— START Given information —

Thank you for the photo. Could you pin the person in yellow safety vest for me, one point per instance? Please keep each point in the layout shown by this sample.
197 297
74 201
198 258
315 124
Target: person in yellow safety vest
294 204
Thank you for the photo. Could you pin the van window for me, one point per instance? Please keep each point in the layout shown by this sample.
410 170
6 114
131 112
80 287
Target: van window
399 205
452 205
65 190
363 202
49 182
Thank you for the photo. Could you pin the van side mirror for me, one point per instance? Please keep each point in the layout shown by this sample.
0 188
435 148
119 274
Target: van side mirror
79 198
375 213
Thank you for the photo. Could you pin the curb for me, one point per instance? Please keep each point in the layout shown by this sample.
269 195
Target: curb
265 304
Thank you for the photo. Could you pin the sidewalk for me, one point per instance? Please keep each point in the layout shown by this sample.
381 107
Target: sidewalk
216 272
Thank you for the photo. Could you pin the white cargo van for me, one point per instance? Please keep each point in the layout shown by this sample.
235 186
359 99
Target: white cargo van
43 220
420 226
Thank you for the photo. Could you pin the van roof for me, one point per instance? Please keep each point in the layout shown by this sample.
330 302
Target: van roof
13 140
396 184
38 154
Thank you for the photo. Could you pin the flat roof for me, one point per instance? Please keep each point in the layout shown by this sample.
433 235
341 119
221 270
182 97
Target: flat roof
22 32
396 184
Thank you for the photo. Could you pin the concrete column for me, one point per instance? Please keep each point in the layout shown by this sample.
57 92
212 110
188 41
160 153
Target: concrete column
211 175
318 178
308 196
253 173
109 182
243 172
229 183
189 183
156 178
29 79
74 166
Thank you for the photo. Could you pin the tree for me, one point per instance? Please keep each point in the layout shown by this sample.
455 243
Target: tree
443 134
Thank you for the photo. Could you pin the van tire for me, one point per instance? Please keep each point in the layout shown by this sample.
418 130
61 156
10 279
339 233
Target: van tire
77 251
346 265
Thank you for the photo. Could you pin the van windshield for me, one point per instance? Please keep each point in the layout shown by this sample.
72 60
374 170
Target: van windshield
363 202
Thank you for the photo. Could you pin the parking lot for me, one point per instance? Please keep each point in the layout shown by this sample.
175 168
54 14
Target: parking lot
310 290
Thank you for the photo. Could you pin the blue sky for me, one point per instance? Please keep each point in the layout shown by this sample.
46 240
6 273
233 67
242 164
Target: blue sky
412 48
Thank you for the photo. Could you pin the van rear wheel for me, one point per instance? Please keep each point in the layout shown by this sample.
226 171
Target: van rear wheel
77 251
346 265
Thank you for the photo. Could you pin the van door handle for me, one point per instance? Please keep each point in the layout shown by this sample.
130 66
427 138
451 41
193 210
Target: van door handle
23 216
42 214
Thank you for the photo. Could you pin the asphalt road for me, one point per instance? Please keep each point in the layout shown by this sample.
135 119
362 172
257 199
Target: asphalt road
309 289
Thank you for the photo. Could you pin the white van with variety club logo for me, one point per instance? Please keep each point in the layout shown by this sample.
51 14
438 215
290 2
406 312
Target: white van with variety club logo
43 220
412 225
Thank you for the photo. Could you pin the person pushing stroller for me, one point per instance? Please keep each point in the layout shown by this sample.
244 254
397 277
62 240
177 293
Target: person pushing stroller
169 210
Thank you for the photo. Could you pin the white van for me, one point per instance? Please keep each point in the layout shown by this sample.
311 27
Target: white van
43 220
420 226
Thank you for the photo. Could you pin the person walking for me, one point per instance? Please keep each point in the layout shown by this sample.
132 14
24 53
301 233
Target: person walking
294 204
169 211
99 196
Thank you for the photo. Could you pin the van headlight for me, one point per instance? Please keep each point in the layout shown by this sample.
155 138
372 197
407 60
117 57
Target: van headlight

— END Given information —

Copy out each line above, character for character.

Thank you for the photo. Could you pin the person in yellow safety vest for me, one point per instance? Please keep each point in the layout shown by this sample.
197 297
74 201
198 258
315 124
Target: person in yellow safety vest
294 204
Thank you for the photo. Could you pin the van window for me, one point per instance? Please keep each point in the layout shown by this sample.
410 170
6 114
131 112
80 287
Target: van window
399 205
452 205
65 190
363 202
49 182
Thank you for the photo. Could you pin the van side mirror for me, one point per instance? Please keep each point in the layout shown by this sample.
0 188
435 148
119 274
Target: van side mirror
79 198
375 213
Thank you for the photo. Could you pin the curb for me, one point per instance? Please keep each point in the layout shown by this sample.
269 195
Target: curb
265 304
Thank you for the photo. Could you pin the sidewalk for me, one point per instance? Please keep each point in the layout shown by this sample.
381 107
Target: sidewalk
216 272
Thank you for the photo. Could you pin the white cargo van for me, one point per instance? Please keep each point in the layout shown by this sample.
235 186
359 99
Target: white cargo van
43 220
420 226
Thank you for the photo. Could you pin the van roof for me, one point per instance? Please keep each point in the layout shown by this sample.
330 302
Target: van roof
13 140
396 184
38 154
Thank you for the photo. Could you pin the flat roof for me, one point per instance? Please keep each point in the layout shown by this sample.
433 235
341 119
221 270
182 97
Target: flat roof
22 32
396 184
Thank you for the photo. Could you pin the concrete column for me, one point per instance? Please keep each point in the layout shown by this sample.
57 92
212 110
188 41
160 153
Target: concrete column
211 175
318 178
308 196
253 173
109 182
243 172
229 183
189 183
156 178
29 79
74 166
Thank you for the photo. Could you pin the tree for me, one point per instance? Please keep each point in the layout shown by this sample.
455 243
Target: tree
443 134
Thank you for the photo. Could you pin the van tire for me, one point per instance? Please keep each point in the layout shown by this sample.
418 130
61 156
10 279
339 233
Target: van tire
77 251
346 265
Thank you for the photo. Could you pin the van windshield for me, one point per instance? Please keep each point in the layout shown by this sample.
72 60
374 170
Target: van windshield
363 202
Thank you for the photo. Could you pin the parking lot for me, one point per instance? Please keep each point in the layout shown by this sample.
175 168
54 14
Target: parking lot
310 290
Thank you for the photo. Could you pin the blue sky for me, one point per instance? Please keep each point in the layout shown by this sample.
46 240
6 273
233 67
242 164
Target: blue sky
412 48
Thank you for the photo. Could you pin the van rear wheel for me, one point per instance? Please keep each point in the layout shown by this sample.
226 171
Target: van rear wheel
77 251
346 265
Thank you for the photo. Could you pin the van door handle for me, one point per instance? Please keep each point in the layout shown by this sample.
130 66
427 138
451 41
193 210
Target: van door handle
23 216
42 214
Thank you for the photo. Could you pin the asphalt road for me, one point per instance? Please keep each point in the layout shown by this sample.
135 119
362 172
257 199
Target: asphalt road
309 289
Thank you for the photo. Could you pin the white van with variety club logo for me, one point per instance? Please keep each point in the layout shown by this sample.
51 14
438 215
290 2
406 312
Target: white van with variety club logo
43 220
412 225
Thank you for the photo. Could you pin the person pushing stroller for me, one point per instance? Please keep each point in the layout shown by this sample.
244 254
397 277
62 240
177 293
Target: person pushing stroller
169 210
Thank you for the photo. Could you pin the white van for me, one point per instance? Please keep each point in the layout shown by this sample.
311 27
Target: white van
43 220
420 226
Thank you for the photo. Could you pin the person walking for me, one point per instance? Please keep each point in the layout shown by this sample.
132 14
24 53
301 233
Target: person walking
294 204
169 211
99 196
Thank you for the photo. Could you pin the van headlight for me, one point per instance? Please keep each point in the layout shown by this sample.
155 138
372 197
407 60
117 57
Target: van headlight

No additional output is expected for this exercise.